## [GIVEN TASK]
Extract each line of the data and write it out again exactly.
======
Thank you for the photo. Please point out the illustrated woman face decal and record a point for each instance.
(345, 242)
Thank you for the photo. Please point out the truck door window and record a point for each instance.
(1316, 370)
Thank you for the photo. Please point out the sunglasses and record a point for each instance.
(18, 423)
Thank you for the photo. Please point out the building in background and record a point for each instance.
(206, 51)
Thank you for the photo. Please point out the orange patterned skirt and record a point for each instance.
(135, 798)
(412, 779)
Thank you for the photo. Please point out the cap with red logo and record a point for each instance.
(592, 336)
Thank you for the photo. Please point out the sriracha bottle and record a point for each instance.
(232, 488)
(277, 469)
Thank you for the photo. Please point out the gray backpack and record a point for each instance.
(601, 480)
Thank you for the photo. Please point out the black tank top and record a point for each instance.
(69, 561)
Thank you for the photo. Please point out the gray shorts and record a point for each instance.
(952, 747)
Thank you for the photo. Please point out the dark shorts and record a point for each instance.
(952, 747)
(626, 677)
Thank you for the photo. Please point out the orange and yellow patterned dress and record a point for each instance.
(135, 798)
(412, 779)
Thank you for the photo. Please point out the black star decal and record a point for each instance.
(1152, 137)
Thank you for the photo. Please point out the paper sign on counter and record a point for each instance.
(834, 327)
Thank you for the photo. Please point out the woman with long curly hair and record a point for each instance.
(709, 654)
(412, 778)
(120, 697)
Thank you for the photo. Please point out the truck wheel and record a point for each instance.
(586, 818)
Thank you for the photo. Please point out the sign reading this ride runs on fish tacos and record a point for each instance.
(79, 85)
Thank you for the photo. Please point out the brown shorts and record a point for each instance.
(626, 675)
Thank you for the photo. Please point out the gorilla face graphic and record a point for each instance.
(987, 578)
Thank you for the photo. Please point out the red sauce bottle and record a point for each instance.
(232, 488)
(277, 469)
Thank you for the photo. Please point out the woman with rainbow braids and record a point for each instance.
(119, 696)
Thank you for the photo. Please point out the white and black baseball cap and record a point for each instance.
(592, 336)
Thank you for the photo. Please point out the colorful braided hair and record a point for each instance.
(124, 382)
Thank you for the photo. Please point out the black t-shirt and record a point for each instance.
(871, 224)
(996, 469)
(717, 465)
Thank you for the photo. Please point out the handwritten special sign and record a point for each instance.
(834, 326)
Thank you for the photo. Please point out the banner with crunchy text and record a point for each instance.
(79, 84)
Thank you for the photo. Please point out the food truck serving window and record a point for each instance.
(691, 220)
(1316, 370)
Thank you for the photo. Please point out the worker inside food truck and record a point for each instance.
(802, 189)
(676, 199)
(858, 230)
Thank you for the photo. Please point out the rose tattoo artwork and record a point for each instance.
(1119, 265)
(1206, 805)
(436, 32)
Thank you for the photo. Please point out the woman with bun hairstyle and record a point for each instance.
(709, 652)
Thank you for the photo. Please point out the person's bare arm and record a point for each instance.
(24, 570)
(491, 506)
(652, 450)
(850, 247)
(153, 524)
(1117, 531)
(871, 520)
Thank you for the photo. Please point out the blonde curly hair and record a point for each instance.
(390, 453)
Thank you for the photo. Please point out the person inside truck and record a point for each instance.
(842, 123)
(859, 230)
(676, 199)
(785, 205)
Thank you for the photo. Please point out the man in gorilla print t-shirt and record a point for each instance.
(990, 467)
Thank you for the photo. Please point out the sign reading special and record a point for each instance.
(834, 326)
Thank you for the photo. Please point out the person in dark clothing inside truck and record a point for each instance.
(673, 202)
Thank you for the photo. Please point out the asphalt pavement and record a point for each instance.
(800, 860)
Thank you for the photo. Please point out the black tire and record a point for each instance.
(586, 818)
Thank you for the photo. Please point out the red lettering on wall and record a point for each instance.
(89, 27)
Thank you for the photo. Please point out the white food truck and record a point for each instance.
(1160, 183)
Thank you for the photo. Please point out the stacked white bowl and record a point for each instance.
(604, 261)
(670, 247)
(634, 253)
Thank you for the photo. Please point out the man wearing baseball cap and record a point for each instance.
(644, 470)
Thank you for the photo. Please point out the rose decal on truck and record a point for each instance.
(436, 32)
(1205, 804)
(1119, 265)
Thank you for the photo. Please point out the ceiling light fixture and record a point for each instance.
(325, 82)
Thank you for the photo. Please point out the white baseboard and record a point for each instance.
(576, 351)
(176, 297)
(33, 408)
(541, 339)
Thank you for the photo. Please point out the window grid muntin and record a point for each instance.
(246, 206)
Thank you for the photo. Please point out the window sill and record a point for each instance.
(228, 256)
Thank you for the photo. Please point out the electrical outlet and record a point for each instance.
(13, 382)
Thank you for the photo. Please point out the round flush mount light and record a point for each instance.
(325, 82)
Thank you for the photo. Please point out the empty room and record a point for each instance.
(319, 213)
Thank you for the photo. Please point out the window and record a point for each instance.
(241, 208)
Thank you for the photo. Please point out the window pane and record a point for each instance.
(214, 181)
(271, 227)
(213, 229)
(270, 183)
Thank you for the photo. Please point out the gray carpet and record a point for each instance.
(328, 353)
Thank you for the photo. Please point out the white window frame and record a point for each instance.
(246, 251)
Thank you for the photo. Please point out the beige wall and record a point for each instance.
======
## [FINISHED TASK]
Thank you for the photo. Please point out the illustrated woman face decal and record a point for each instance.
(345, 242)
Thank you for the photo. Please point out the truck door window and record a point for each instance.
(1316, 370)
Thank you for the photo. Please point out the sunglasses and record a point for each instance.
(18, 423)
Thank you for the photo. Please point out the building in background and record a point for each instance.
(206, 51)
Thank you for the photo. Please point out the orange patterned skirt and record a point for each instance.
(135, 798)
(412, 779)
Thank you for the photo. Please point out the cap with red logo and record a point for each instance.
(592, 336)
Thank you for the photo. Please point out the sriracha bottle and record a point for each instance.
(232, 488)
(277, 469)
Thank you for the photo. Please point out the gray backpack and record a point for each instance.
(601, 480)
Thank you for the photo. Please point out the black tank top and record a point for each instance.
(69, 561)
Thank you for the photo. Please point out the gray shorts and record a point for each instance.
(952, 747)
Thank you for the photo. Please point out the dark shorts and record a point for each instance.
(952, 747)
(626, 677)
Thank you for the photo. Please point out the orange and yellow patterned dress and record a point for each instance.
(135, 798)
(412, 779)
Thank you for the photo. Please point out the black star decal and record a point for each instance.
(1152, 137)
Thank you for the photo. Please point out the paper sign on counter and record a point for each instance.
(834, 327)
Thank you for the photo. Please point out the woman with long curly hair and record a point for each instance.
(709, 654)
(412, 778)
(120, 697)
Thank you for the photo. Please point out the truck wheel and record a point for each instance.
(586, 818)
Thank you for the photo. Please point out the sign reading this ride runs on fish tacos and record a point for each instance.
(79, 85)
Thank you for the photo. Please point out the brown shorts and record a point for each instance.
(626, 675)
Thank you for the photo. Please point out the gorilla face graphic and record a point for each instance.
(987, 578)
Thank you for the photo. Please point out the red sauce bottle and record a point for each instance.
(232, 488)
(277, 469)
Thank you for the photo. Please point out the woman with rainbow braids and record a point for each instance.
(119, 696)
Thank you for the photo. Please point out the white and black baseball cap and record a point for each instance.
(592, 336)
Thank you for the photo. Please point out the colorful braided hair and record a point for each instance.
(124, 382)
Thank you for the photo. Please point out the black t-shirt and record a point for each instance.
(871, 224)
(996, 469)
(717, 465)
Thank you for the photo. Please point out the handwritten special sign and record a point for each instance.
(834, 326)
Thank you for the photo. Please point out the banner with crunchy text and record a point for each instance.
(79, 84)
Thank you for the photo. Please point out the food truck serving window and record a point for each instance.
(691, 220)
(1316, 370)
Thank you for the photo. Please point out the worker inside food truck and record a point for each instance.
(802, 189)
(676, 199)
(858, 230)
Thank you for the photo. Please point out the rose tattoo artwork and record a point for each instance.
(1119, 265)
(1206, 805)
(436, 32)
Thank you for the photo. Please point out the woman with bun hairstyle and record a point for each instance.
(709, 652)
Thank you for the photo. Please point out the person's bare arm and record a point for each instance.
(24, 570)
(491, 506)
(652, 450)
(850, 247)
(153, 524)
(1117, 531)
(871, 520)
Thank you for the photo. Please point out the blonde curly hair and record a point for each instance.
(390, 453)
Thank you for the photo. Please point out the person inside truck and record a point for each instance.
(842, 123)
(859, 230)
(676, 199)
(785, 205)
Thank you for the photo. Please point out the man in gorilla print t-shirt and record a point for each instance.
(990, 467)
Thank you for the photo. Please point out the sign reading special and record a point for each instance.
(834, 326)
Thank you for the photo. Please point out the person in dark clothing inside truck and record a point for each instance.
(673, 202)
Thank you for the photo. Please point out the asphalt pavement and record a point for each instance.
(800, 860)
Thank you for the photo. Please point out the black tire and record a point for each instance.
(586, 818)
Thank you for the photo. Please point out the red lettering on wall and record a point for each instance.
(89, 27)
Thank you for the photo. Please point out the white food truck and record a point for each instance.
(1160, 183)
Thank you for the photo. Please point out the stacked white bowl and record a point for each instance.
(604, 261)
(670, 247)
(634, 253)
Thank you for the photo. Please point out the man wearing baseball cap and record a point for each instance.
(644, 470)
Thank you for the photo. Please point out the rose decal on truck and record a point for each instance.
(436, 32)
(1205, 804)
(1119, 265)
Thank you for the photo. Please point out the ceiling light fixture and record a point for each instance.
(325, 82)
Thank you for the photo. Please point out the white baseboard and record a point for each instance.
(576, 351)
(176, 297)
(33, 408)
(541, 339)
Thank you for the photo. Please point out the window grid muntin and record a point for each instance.
(246, 206)
Thank you for the photo. Please point out the window sill and record a point for each instance.
(228, 256)
Thank you for the photo. Please point out the electrical outlet and record a point for each instance.
(13, 382)
Thank you for the photo. Please point out the round flush mount light and record a point for each instance.
(325, 82)
Thank you for the photo. Please point out the empty room and record a point for each instance.
(319, 213)
Thank you for the photo. Please point out the window and record a point for each instance.
(241, 208)
Thank you for the photo. Please point out the window pane and record a point for each instance.
(214, 181)
(271, 227)
(213, 229)
(270, 183)
Thank you for the photo. Please point out the gray carpet and record a point for each instance.
(328, 353)
Thank you for the photo. Please point out the white window frame and record a point for each instance.
(246, 251)
Thank you for the photo. Please point out the beige wall and record a point for each instance.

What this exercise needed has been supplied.